-- start of Recorded data --

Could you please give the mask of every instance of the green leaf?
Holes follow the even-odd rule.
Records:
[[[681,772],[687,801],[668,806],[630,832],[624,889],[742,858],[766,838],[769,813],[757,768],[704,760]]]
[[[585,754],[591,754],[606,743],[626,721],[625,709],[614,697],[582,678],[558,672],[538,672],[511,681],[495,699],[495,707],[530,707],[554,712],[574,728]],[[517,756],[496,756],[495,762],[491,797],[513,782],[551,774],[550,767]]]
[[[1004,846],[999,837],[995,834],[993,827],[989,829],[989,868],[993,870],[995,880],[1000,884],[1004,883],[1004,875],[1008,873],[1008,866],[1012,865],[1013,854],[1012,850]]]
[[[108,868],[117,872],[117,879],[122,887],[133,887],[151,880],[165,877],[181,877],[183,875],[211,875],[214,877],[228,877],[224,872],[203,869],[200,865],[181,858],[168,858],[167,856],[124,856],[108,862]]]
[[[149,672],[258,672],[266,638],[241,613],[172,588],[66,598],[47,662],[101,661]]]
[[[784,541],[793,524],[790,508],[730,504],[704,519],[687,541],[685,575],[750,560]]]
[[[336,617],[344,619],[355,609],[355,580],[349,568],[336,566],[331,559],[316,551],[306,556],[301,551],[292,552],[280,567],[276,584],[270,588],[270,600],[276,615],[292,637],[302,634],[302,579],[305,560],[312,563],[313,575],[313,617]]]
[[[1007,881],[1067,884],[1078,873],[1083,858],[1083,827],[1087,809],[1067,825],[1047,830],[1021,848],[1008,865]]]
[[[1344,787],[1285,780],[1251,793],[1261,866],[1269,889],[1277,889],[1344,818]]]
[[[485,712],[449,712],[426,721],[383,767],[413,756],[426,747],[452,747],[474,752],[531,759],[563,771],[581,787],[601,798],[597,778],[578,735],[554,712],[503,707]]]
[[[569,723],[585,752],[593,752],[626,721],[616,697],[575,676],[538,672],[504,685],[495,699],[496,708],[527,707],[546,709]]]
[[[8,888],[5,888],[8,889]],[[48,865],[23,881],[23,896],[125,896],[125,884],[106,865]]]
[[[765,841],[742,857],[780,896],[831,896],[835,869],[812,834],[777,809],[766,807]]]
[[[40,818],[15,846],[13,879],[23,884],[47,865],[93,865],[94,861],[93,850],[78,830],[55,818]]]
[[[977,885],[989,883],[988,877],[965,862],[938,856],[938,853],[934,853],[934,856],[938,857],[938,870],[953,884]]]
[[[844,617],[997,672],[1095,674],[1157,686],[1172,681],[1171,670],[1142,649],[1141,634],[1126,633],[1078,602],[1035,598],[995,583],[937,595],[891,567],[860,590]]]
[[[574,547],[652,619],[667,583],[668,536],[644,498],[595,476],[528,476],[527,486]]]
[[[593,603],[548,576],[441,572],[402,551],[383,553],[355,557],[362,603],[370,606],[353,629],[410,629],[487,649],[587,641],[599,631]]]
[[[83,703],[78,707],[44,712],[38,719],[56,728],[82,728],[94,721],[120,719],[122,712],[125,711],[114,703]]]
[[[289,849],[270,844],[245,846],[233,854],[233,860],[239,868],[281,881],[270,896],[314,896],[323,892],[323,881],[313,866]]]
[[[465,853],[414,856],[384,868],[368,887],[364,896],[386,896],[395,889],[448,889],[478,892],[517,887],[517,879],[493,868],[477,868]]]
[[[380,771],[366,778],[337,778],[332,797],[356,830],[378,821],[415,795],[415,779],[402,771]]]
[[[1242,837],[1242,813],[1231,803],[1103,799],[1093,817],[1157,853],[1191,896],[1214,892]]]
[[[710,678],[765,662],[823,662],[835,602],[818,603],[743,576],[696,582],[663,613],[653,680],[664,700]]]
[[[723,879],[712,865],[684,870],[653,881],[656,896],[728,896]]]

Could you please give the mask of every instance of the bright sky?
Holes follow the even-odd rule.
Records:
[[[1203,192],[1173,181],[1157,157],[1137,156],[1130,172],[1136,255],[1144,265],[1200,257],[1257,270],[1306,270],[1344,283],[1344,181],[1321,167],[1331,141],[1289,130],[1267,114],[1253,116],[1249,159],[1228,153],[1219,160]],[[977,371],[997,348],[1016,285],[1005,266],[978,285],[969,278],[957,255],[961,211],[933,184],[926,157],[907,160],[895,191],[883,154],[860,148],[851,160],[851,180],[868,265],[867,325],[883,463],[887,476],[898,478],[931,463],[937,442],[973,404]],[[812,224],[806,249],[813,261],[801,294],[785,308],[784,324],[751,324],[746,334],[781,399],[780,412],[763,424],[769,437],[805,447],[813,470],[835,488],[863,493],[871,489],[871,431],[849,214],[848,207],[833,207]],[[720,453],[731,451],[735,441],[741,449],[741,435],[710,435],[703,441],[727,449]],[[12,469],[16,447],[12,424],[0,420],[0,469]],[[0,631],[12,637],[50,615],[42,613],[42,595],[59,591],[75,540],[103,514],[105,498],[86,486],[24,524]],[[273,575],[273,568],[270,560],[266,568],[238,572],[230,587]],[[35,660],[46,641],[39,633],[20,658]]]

-- end of Recorded data --

What the task asks: Copy the material verbatim, beginning with the line that contains "the bright sky?" and stopping after the last line of the material, with both of those lines included.

Solution to this problem:
Could you please give the mask of every instance of the bright sky?
Holes follow the even-odd rule.
Records:
[[[1203,192],[1173,181],[1157,157],[1137,156],[1130,172],[1136,255],[1144,265],[1200,257],[1257,270],[1306,270],[1344,283],[1344,181],[1321,167],[1331,141],[1289,130],[1267,114],[1253,116],[1249,159],[1228,153],[1219,160]],[[977,371],[997,348],[1016,285],[1005,266],[978,285],[969,278],[957,255],[961,211],[933,184],[926,157],[907,160],[895,191],[883,154],[860,148],[851,160],[851,180],[868,265],[867,325],[883,463],[887,476],[898,478],[931,463],[937,442],[973,404]],[[812,224],[806,249],[813,261],[801,294],[785,308],[784,324],[751,324],[746,334],[781,399],[780,412],[763,424],[769,437],[805,447],[813,470],[835,488],[863,493],[871,489],[871,431],[849,214],[848,207],[833,207]],[[720,453],[731,451],[735,441],[741,449],[741,435],[710,435],[703,441],[727,449]],[[12,469],[16,447],[12,424],[0,420],[0,469]],[[0,631],[12,637],[50,615],[42,613],[42,595],[59,591],[75,540],[103,514],[105,498],[86,486],[24,524]],[[273,575],[273,568],[270,560],[266,568],[238,572],[230,587]],[[35,660],[46,641],[39,633],[20,658]]]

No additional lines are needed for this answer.